> _TASK GOAL_
Reproduce the material from the line containing "Can you find the red and blue jersey" through the end of the material, both included, with the requests unchanged and every coordinate in the answers shifted up by 26. Omit the pictures.

▬▬▬▬▬▬

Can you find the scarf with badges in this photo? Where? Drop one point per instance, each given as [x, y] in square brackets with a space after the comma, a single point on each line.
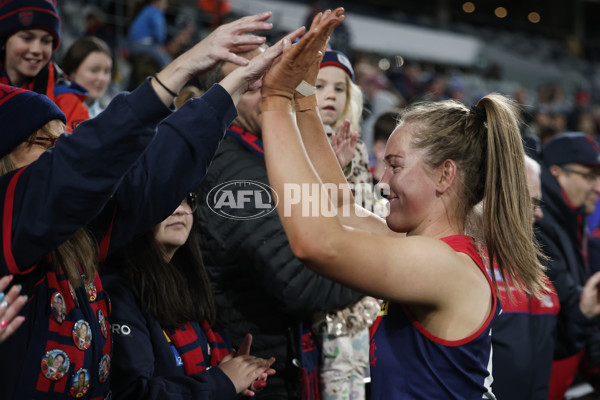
[190, 343]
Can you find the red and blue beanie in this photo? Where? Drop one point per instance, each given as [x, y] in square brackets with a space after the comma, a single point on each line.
[16, 15]
[23, 112]
[337, 59]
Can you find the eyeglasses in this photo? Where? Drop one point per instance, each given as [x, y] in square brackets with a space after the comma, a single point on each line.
[192, 200]
[589, 176]
[43, 141]
[536, 203]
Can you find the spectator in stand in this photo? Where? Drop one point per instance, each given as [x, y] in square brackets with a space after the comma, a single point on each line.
[88, 63]
[379, 96]
[70, 205]
[570, 175]
[433, 338]
[343, 334]
[141, 278]
[523, 335]
[29, 34]
[384, 126]
[260, 287]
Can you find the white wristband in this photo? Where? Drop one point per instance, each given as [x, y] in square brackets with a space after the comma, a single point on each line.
[306, 89]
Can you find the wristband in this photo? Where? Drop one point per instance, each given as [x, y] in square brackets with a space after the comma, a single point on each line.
[305, 103]
[306, 89]
[275, 103]
[172, 93]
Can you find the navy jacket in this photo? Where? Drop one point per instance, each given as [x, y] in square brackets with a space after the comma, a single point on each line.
[114, 156]
[560, 234]
[144, 364]
[259, 285]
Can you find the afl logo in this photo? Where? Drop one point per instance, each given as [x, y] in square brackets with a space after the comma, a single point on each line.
[242, 199]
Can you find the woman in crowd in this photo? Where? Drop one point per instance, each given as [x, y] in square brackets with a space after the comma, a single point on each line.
[432, 339]
[29, 34]
[115, 171]
[88, 63]
[175, 341]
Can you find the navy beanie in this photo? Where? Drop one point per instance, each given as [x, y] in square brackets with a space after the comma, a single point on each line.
[16, 15]
[337, 59]
[23, 112]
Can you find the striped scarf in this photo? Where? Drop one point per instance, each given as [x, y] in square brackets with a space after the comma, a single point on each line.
[190, 343]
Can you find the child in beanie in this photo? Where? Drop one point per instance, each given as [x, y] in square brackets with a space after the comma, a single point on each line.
[29, 34]
[344, 334]
[67, 206]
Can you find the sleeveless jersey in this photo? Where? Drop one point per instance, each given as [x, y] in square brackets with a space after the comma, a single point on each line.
[408, 362]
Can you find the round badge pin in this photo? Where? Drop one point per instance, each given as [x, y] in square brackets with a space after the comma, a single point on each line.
[58, 307]
[91, 290]
[73, 295]
[80, 383]
[104, 368]
[82, 335]
[55, 364]
[103, 323]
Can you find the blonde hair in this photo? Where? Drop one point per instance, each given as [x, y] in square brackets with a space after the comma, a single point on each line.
[486, 138]
[78, 251]
[353, 108]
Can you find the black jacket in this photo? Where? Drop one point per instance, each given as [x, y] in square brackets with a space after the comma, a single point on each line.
[561, 235]
[259, 285]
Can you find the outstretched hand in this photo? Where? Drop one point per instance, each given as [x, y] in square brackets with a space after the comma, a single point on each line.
[298, 59]
[344, 143]
[248, 373]
[251, 76]
[225, 41]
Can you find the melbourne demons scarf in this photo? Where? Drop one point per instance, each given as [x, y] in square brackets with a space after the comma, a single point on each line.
[190, 342]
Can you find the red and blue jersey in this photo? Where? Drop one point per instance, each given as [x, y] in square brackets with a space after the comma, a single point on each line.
[523, 342]
[408, 362]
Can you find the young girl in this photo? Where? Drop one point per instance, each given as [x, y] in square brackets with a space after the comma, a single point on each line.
[29, 34]
[161, 293]
[88, 63]
[114, 171]
[432, 340]
[344, 334]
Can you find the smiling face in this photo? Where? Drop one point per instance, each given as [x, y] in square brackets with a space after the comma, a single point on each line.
[411, 184]
[27, 152]
[27, 52]
[94, 74]
[173, 232]
[332, 93]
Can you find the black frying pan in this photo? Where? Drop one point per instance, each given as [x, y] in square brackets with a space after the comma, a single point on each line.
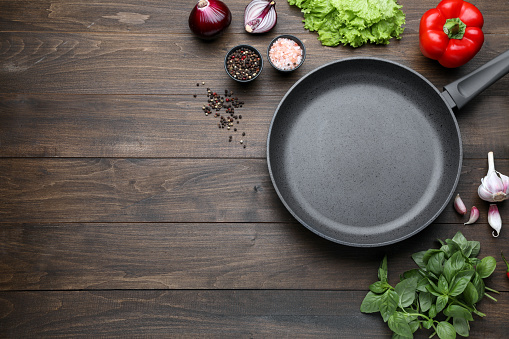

▬▬▬▬▬▬

> _ANSWER TO THIS TASK_
Can you find the red and blue jersey in this photo? Where? Drop one point per instance, each given as [x, y] in square brackets with a space after the comma, a single point on each line.
[549, 368]
[434, 388]
Can you find the young girl in this photo? Where? Drop one point per instance, each given as [x, y] in square brackets with a space after the comma, a single point on each line.
[55, 60]
[187, 319]
[114, 89]
[140, 197]
[458, 366]
[370, 360]
Can you find the smiling face in this photo? Where? Drop one point per instance, each given as [x, y] in square brackets with a space after the comma, a single point on each line.
[437, 210]
[53, 178]
[53, 78]
[120, 100]
[199, 258]
[358, 119]
Can you find the black frying pan in this photo? Where? Drop one point per instance, each given as [x, y] in square brackets with a space after the comma, a single point on each line.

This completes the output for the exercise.